## [LISTED RECORDS]
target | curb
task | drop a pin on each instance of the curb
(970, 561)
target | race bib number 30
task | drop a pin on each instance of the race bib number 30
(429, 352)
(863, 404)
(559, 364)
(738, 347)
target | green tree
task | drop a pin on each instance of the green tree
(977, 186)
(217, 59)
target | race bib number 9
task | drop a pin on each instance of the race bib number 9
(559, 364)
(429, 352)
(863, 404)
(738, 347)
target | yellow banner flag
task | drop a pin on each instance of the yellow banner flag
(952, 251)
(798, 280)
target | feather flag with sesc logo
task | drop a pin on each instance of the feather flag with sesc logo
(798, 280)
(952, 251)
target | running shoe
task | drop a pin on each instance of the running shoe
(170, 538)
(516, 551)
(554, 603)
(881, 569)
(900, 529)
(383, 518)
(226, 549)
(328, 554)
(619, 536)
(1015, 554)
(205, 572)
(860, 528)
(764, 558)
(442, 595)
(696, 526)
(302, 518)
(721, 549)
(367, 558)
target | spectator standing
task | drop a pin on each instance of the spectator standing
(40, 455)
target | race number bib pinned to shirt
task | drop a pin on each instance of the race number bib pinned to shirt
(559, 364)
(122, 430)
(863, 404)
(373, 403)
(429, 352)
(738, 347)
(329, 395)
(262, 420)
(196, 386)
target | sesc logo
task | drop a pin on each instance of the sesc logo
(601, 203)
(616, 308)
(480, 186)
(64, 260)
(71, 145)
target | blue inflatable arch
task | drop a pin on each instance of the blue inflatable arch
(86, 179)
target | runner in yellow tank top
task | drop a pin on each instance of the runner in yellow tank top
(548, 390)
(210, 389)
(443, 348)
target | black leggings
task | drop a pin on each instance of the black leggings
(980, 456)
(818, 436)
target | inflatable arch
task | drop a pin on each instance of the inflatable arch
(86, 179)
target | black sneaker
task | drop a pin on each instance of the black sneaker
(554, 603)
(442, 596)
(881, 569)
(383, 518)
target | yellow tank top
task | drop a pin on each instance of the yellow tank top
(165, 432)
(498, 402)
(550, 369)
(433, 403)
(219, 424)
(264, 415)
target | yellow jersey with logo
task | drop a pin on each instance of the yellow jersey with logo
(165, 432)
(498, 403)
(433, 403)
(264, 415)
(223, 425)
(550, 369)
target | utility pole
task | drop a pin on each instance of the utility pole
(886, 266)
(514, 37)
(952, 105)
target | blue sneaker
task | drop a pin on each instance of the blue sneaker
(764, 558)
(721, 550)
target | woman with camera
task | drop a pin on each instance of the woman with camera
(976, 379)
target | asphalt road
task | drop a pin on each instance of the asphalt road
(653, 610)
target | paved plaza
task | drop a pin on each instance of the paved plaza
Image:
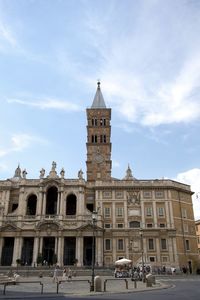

## [GOAL OF THE EXERCISE]
Show each line above that contains the word "tree", treating uppercase and lowercase as different.

## [EXERCISE ANSWER]
target | green tree
task | drop a pin on each instance of the green tree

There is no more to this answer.